Page text -

===

[WikiEN-l] declining numbers of EN wiki admins - The theory that making it easier to get rid of admins is a solution to the decline in their active numbers
Abd ul-Rahman Lomax
abd at lomaxdesign.com
Sun May 30 23:39:56 UTC 2010
At 01:58 PM 5/30/2010, Thomas Dalton wrote:
>On 30 May 2010 11:43, David Gerard <dgerard at gmail.com> wrote:
> > Indeed. The first - and, I would have thought, jawdroppingly obvious -
> > result would be that no-one at all would go near such work in any
> > circumstances.
>
>Exactly. The big problem with community desysoppings is that any admin
>doing their job properly will have enemies. The longer you do the job,
>the more enemies you will have. Whenever you block someone, you annoy
>the blockee. Whenever you delete an article, you annoy the creator.
>Whenever you protect an article, you annoy the person whose version
>you didn't protect on. If you let those people be in charge of the
>desysopping process, we won't have any good admins left doing even
>slightly controversial work (which, as I've explained, is pretty much
>all admin work).

===

Exercise instructions -
(A) Output the desysopping post from "[WikiEN-l] declining numbers" to "annoy the creator.".
(B) In the desysopping post, name every admin action that the quoted reply says will annoy someone.
(C) Carry the desysopping post forward from its final sentence.

Provided material -
===

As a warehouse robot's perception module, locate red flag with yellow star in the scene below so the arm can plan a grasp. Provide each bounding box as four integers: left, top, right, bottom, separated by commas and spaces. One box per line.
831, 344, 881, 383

===

Final results -
(A)
[WikiEN-l] declining numbers of EN wiki admins - The theory that making it easier to get rid of admins is a solution to the decline in their active numbers
Abd ul-Rahman Lomax
abd at lomaxdesign.com
Sun May 30 23:39:56 UTC 2010
At 01:58 PM 5/30/2010, Thomas Dalton wrote:
>On 30 May 2010 11:43, David Gerard <dgerard at gmail.com> wrote:
> > Indeed. The first - and, I would have thought, jawdroppingly obvious -
> > result would be that no-one at all would go near such work in any
> > circumstances.
>
>Exactly. The big problem with community desysoppings is that any admin
>doing their job properly will have enemies. The longer you do the job,
>the more enemies you will have. Whenever you block someone, you annoy
>the blockee. Whenever you delete an article, you annoy the creator.

(B) Blocking someone, deleting an article, protecting an article

(C)
These are the arguments that have maintained the dysfunction. But:
(1) most legitimate admin work is not controversial to any degree
that would affect an admin's status in the active community, which is
what counts. Blocking an IP vandal isn't going to harm that, and it
will only help it. If the IP vandal then registers an account and
goes after the admin, sure. But, then, as to proposals that those who
supported an RfA might retract that, or cause adminiship to be
suspended pending examination, are concerned, this would be useless.
Legitimate administration is indeed like janitorial work. Can we
imagine a good janitor getting into an argument with other employees
of a school or office as to what should be thrown away? Adminship was
supposed to be "no big deal." When an administrator is asserting
personal power over an editor, something has gone awry. Police have
no power to punish, they may arrest on probable cause, but they then
step aside and let the community make decisions on sanctions or
release. A police officer who has become personally involved and
insists on pursuing an individual might well be removed or ordered to
work in other areas.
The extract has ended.